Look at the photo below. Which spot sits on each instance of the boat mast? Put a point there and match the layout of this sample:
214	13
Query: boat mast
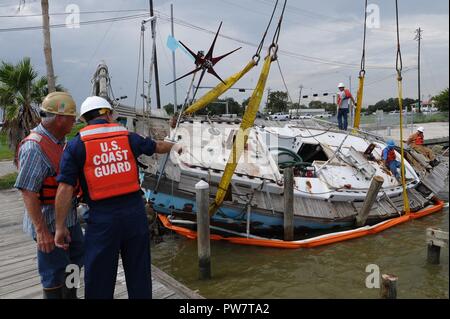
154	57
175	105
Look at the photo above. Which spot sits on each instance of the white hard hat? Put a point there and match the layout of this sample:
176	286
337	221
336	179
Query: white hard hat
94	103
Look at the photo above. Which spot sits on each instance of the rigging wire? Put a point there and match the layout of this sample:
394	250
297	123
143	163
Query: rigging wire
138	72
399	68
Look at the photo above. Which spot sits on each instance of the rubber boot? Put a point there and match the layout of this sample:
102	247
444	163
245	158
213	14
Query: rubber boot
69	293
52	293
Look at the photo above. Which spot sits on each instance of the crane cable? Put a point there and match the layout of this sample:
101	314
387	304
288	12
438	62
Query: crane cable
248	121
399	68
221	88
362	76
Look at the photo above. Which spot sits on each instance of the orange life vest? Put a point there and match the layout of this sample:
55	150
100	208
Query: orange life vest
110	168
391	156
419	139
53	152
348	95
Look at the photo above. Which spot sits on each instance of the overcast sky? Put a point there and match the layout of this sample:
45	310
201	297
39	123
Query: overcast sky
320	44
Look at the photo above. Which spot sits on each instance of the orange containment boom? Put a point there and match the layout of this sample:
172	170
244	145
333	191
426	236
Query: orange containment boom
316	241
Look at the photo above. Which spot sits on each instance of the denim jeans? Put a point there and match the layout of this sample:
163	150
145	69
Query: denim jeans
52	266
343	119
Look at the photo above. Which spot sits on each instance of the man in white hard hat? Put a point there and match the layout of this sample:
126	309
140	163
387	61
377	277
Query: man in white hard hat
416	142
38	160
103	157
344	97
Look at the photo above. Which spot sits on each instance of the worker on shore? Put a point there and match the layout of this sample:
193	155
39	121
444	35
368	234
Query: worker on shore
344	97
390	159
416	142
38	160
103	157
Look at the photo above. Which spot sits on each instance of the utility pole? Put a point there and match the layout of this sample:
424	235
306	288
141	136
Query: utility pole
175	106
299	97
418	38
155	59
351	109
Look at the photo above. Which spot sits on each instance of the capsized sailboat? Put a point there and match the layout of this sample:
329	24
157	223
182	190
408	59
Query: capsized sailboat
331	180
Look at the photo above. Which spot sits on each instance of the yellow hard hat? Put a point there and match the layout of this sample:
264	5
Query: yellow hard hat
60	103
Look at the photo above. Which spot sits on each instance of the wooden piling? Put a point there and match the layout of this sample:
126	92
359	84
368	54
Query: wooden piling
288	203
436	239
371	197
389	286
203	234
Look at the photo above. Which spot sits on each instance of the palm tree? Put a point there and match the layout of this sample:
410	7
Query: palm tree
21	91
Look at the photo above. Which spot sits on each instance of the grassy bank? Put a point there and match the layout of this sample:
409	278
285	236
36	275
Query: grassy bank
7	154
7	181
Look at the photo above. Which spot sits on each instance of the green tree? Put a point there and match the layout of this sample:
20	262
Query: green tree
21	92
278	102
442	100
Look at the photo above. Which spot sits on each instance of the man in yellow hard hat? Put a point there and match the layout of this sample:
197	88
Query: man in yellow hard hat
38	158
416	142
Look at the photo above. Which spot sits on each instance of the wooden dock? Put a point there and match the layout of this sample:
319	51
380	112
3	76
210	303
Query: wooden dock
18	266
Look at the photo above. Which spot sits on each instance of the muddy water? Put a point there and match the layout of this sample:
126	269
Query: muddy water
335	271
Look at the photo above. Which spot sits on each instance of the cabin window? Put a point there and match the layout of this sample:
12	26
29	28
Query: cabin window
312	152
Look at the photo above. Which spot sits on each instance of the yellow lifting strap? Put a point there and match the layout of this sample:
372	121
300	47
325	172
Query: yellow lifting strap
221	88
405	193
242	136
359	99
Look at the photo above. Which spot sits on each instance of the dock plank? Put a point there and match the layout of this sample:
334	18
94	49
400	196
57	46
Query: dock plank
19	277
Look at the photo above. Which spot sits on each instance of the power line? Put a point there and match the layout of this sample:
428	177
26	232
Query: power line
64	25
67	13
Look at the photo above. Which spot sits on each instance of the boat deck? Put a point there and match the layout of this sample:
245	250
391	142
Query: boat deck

* **Task item**
Throughout the listing above, how many lines hold the word "deck"? Answer with only the number.

* **Answer to this problem**
2